_TASK DESCRIPTION:_
Could you set down the listing below exactly and omit its images?

_EXTRACTED DATA:_
++++
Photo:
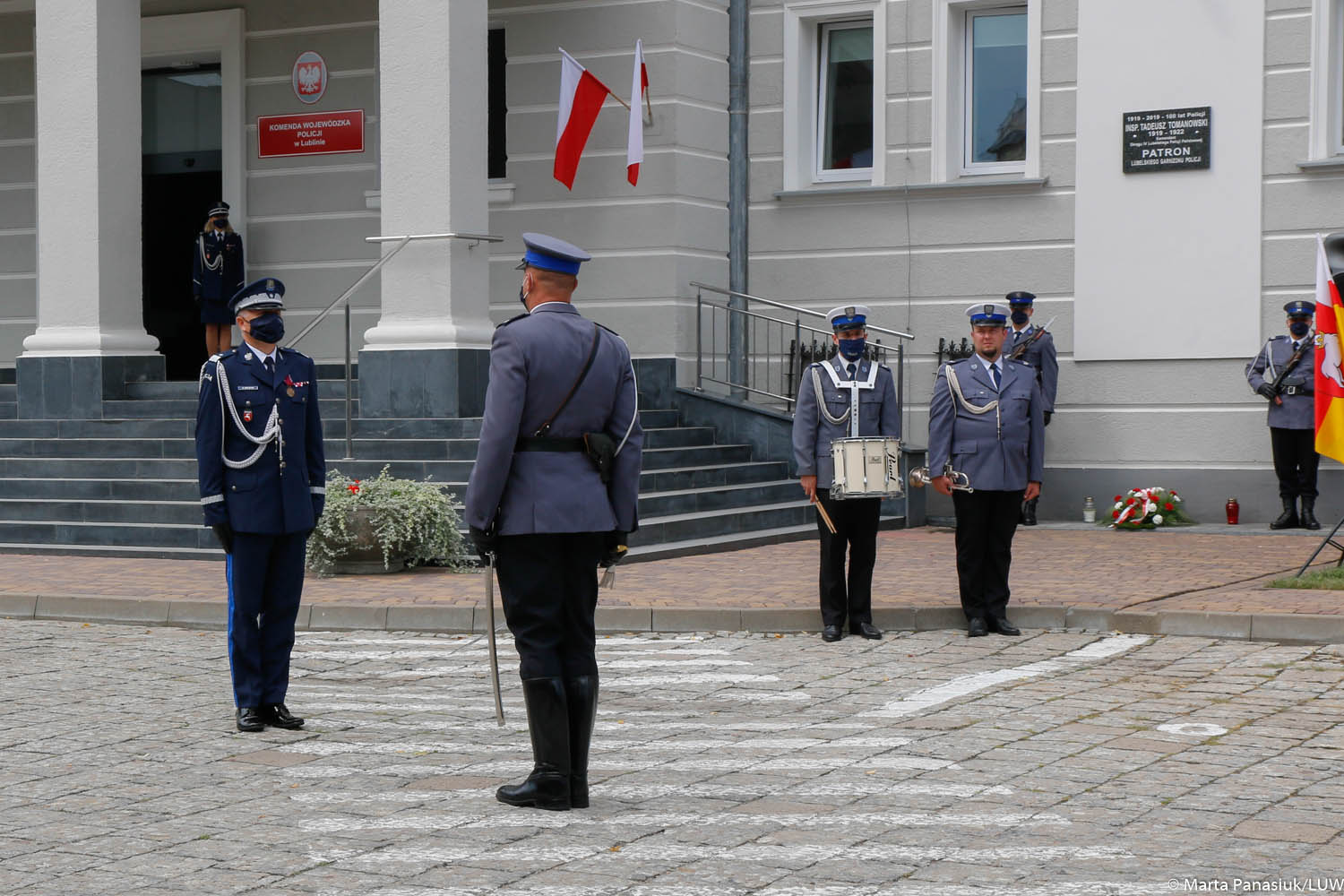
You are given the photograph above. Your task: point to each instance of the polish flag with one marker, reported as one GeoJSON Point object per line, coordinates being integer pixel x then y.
{"type": "Point", "coordinates": [1330, 381]}
{"type": "Point", "coordinates": [581, 99]}
{"type": "Point", "coordinates": [634, 145]}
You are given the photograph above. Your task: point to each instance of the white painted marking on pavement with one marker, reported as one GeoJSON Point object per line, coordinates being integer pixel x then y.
{"type": "Point", "coordinates": [975, 683]}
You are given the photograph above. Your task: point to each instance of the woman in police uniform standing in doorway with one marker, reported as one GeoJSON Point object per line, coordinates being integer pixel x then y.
{"type": "Point", "coordinates": [217, 274]}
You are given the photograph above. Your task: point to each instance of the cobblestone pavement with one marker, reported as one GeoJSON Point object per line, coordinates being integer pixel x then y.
{"type": "Point", "coordinates": [1059, 762]}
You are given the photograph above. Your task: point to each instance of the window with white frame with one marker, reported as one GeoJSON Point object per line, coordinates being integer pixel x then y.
{"type": "Point", "coordinates": [844, 101]}
{"type": "Point", "coordinates": [986, 89]}
{"type": "Point", "coordinates": [835, 74]}
{"type": "Point", "coordinates": [995, 97]}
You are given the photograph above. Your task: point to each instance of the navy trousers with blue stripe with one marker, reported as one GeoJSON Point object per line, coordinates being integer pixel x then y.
{"type": "Point", "coordinates": [265, 581]}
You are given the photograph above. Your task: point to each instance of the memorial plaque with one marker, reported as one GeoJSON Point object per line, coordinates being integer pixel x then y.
{"type": "Point", "coordinates": [1167, 139]}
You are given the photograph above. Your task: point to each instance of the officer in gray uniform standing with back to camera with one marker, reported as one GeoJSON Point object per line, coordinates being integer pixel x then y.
{"type": "Point", "coordinates": [1035, 346]}
{"type": "Point", "coordinates": [263, 487]}
{"type": "Point", "coordinates": [986, 419]}
{"type": "Point", "coordinates": [847, 397]}
{"type": "Point", "coordinates": [553, 495]}
{"type": "Point", "coordinates": [1285, 374]}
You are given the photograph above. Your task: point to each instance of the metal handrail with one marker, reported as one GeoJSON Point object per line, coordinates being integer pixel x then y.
{"type": "Point", "coordinates": [793, 308]}
{"type": "Point", "coordinates": [402, 242]}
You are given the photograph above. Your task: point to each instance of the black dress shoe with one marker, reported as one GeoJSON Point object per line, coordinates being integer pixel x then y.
{"type": "Point", "coordinates": [867, 630]}
{"type": "Point", "coordinates": [250, 719]}
{"type": "Point", "coordinates": [279, 716]}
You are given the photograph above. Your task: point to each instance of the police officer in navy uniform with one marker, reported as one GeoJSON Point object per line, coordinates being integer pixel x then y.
{"type": "Point", "coordinates": [217, 274]}
{"type": "Point", "coordinates": [825, 413]}
{"type": "Point", "coordinates": [1292, 414]}
{"type": "Point", "coordinates": [263, 487]}
{"type": "Point", "coordinates": [1037, 347]}
{"type": "Point", "coordinates": [551, 497]}
{"type": "Point", "coordinates": [986, 421]}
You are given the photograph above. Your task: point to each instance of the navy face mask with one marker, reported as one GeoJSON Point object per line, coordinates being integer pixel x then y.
{"type": "Point", "coordinates": [268, 328]}
{"type": "Point", "coordinates": [852, 349]}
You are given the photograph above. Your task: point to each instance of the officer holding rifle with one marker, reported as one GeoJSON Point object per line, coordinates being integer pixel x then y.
{"type": "Point", "coordinates": [1285, 374]}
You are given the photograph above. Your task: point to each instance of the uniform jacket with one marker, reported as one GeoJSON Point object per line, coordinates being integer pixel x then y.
{"type": "Point", "coordinates": [1040, 355]}
{"type": "Point", "coordinates": [996, 455]}
{"type": "Point", "coordinates": [534, 362]}
{"type": "Point", "coordinates": [263, 497]}
{"type": "Point", "coordinates": [1298, 410]}
{"type": "Point", "coordinates": [812, 433]}
{"type": "Point", "coordinates": [228, 279]}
++++
_WRITTEN REPLY:_
Photo:
You are given the photograph above. Your task: point to each instance of the polish flag with one marker, reported as one GeoJSON Point object per line, coordinates being integer pixel x then y.
{"type": "Point", "coordinates": [1330, 381]}
{"type": "Point", "coordinates": [581, 99]}
{"type": "Point", "coordinates": [634, 145]}
You are given the photograph above. Your task: point to each instance of the white painted marking on pavement with one marker, reported as one GeoJSON Point object per line, coordinates being integer pixel x then y.
{"type": "Point", "coordinates": [975, 683]}
You are given the photograph above. Your task: point to each instance of the woman in police uniform standing in doorway with one marker, reported as one GeoJSON Point object per line, coordinates being integer pixel x then y.
{"type": "Point", "coordinates": [217, 274]}
You are given the photograph above. Your task: point to each instance of the cobblestone pavement with one marker, reported as one GeoJSON Point object per line, coordinates being integer pixel x then y.
{"type": "Point", "coordinates": [1059, 762]}
You are given the photograph above. Your task: point to each instance of the window with white frame with one marker, reported as one GeoJSON Point object per line, coordinates being integer pixel x then y.
{"type": "Point", "coordinates": [844, 101]}
{"type": "Point", "coordinates": [986, 89]}
{"type": "Point", "coordinates": [835, 74]}
{"type": "Point", "coordinates": [995, 97]}
You are given the photograph above. Your task: point to each instance of the navy trousers with blue stripe with one marker, reported as one GeoJSON Point object per line, coordinates being integer pixel x then y.
{"type": "Point", "coordinates": [265, 581]}
You are given the photograph above. Your task: point to each instance of the memorial plaque with one marker, reported as one GeoJSON Point object per line, coordinates being integer pixel x then y.
{"type": "Point", "coordinates": [1167, 139]}
You are given the photograph above. Your task: point to each instance of the officer in gray uniform standing with back to camera with one marker, reported as one GeoJSON Point object per line, coordinates being integer pixel x then y.
{"type": "Point", "coordinates": [1035, 346]}
{"type": "Point", "coordinates": [263, 487]}
{"type": "Point", "coordinates": [986, 419]}
{"type": "Point", "coordinates": [847, 397]}
{"type": "Point", "coordinates": [553, 495]}
{"type": "Point", "coordinates": [1285, 374]}
You are given the photograph above. Your task: point to each instance of the metal handrail with one marker, reported as one GeoJSON Point object per line, coordinates being integer pixel x then y.
{"type": "Point", "coordinates": [793, 308]}
{"type": "Point", "coordinates": [402, 242]}
You are given the photograph above. Your task: point to each instance of the black dress shoe with one marker, reported as one GeoJSON Point object per line, coordinates being integer pixel x then y.
{"type": "Point", "coordinates": [867, 630]}
{"type": "Point", "coordinates": [250, 719]}
{"type": "Point", "coordinates": [279, 716]}
You are given the photograph above. Your task: point to each instance of the police officer in navy uniform with one marker, reported as one GeoJSON Point object per line, coordinates being integer pixel x then y.
{"type": "Point", "coordinates": [217, 274]}
{"type": "Point", "coordinates": [825, 413]}
{"type": "Point", "coordinates": [1292, 414]}
{"type": "Point", "coordinates": [263, 487]}
{"type": "Point", "coordinates": [1037, 347]}
{"type": "Point", "coordinates": [551, 497]}
{"type": "Point", "coordinates": [986, 421]}
You are given the photograph above. Your task: point to each instance of the navy face mask with one marker, reported as one GeoJSON Point object per line, coordinates being integer pixel x then y.
{"type": "Point", "coordinates": [268, 328]}
{"type": "Point", "coordinates": [852, 349]}
You are given the photograph above. Your task: point to each instance of the officer holding rifle with one marker, reported as one GeoJSON Point object per line, coordinates being integer pixel x then y.
{"type": "Point", "coordinates": [1285, 374]}
You are given the photograph above. Your task: point to each instance of the uniform jacket with one marker, reported as one GeoJSON Point object per line, coordinates being integer pixel x then y.
{"type": "Point", "coordinates": [1040, 355]}
{"type": "Point", "coordinates": [996, 455]}
{"type": "Point", "coordinates": [534, 362]}
{"type": "Point", "coordinates": [263, 497]}
{"type": "Point", "coordinates": [1298, 410]}
{"type": "Point", "coordinates": [812, 433]}
{"type": "Point", "coordinates": [228, 279]}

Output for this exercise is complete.